YOUR GOAL: Between the line containing "column 88, row 58" and the line containing "214, row 56" lies a run of lines; give that run again exactly, with both of those lines, and nothing else from the entries below.

=-=-=

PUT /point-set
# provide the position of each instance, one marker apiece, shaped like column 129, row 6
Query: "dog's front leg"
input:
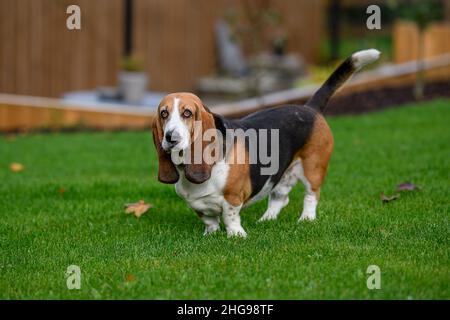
column 212, row 223
column 232, row 220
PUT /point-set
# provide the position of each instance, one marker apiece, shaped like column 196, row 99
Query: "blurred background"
column 237, row 55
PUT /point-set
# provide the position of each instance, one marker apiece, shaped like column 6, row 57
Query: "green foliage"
column 43, row 231
column 132, row 64
column 422, row 12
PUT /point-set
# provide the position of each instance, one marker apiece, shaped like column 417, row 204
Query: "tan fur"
column 316, row 154
column 196, row 173
column 238, row 187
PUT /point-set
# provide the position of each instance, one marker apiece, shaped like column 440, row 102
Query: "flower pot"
column 132, row 86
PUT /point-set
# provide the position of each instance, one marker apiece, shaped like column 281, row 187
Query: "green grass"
column 43, row 232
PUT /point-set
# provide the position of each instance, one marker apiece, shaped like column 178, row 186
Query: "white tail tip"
column 363, row 57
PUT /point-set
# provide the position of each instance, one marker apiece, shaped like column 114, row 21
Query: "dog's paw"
column 237, row 232
column 267, row 217
column 305, row 217
column 210, row 230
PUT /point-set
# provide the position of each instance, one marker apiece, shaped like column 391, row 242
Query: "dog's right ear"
column 167, row 173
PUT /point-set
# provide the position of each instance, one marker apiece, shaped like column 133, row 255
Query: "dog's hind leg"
column 279, row 196
column 314, row 163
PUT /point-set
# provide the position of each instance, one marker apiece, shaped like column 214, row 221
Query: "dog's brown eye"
column 164, row 114
column 187, row 113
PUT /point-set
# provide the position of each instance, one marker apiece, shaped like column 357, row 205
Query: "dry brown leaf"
column 387, row 199
column 138, row 208
column 130, row 278
column 16, row 167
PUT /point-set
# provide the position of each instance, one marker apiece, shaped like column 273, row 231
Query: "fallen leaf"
column 407, row 186
column 387, row 199
column 138, row 208
column 130, row 278
column 16, row 167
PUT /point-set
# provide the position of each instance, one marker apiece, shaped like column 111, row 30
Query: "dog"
column 221, row 186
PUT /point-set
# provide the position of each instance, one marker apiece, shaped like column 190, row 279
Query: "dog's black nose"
column 172, row 137
column 169, row 136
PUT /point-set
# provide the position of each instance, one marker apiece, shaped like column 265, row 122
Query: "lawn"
column 163, row 255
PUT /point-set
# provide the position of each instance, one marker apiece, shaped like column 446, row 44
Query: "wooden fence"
column 406, row 40
column 40, row 56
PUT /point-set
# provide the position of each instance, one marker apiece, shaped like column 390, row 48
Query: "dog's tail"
column 352, row 64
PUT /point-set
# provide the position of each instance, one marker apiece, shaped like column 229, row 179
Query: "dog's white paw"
column 211, row 229
column 237, row 232
column 267, row 217
column 306, row 217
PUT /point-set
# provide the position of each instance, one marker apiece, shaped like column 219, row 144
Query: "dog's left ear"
column 200, row 172
column 167, row 173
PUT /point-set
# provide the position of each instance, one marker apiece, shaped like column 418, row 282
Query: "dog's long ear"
column 167, row 173
column 198, row 170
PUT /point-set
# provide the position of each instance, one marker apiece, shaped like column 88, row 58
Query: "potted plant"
column 132, row 80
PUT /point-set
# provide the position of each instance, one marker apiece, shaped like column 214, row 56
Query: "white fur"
column 232, row 220
column 363, row 57
column 279, row 196
column 178, row 128
column 206, row 197
column 310, row 200
column 262, row 194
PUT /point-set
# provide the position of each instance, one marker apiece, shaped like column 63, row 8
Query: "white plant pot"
column 132, row 86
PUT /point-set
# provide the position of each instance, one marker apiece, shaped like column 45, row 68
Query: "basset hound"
column 217, row 185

=-=-=

WRITTEN ANSWER:
# provide the position of each instance, one marker apiece, shaped like column 88, row 58
Query: "potted plant"
column 132, row 80
PUT /point-set
# provide the position of each instance, one marker apiece, shaped like column 214, row 56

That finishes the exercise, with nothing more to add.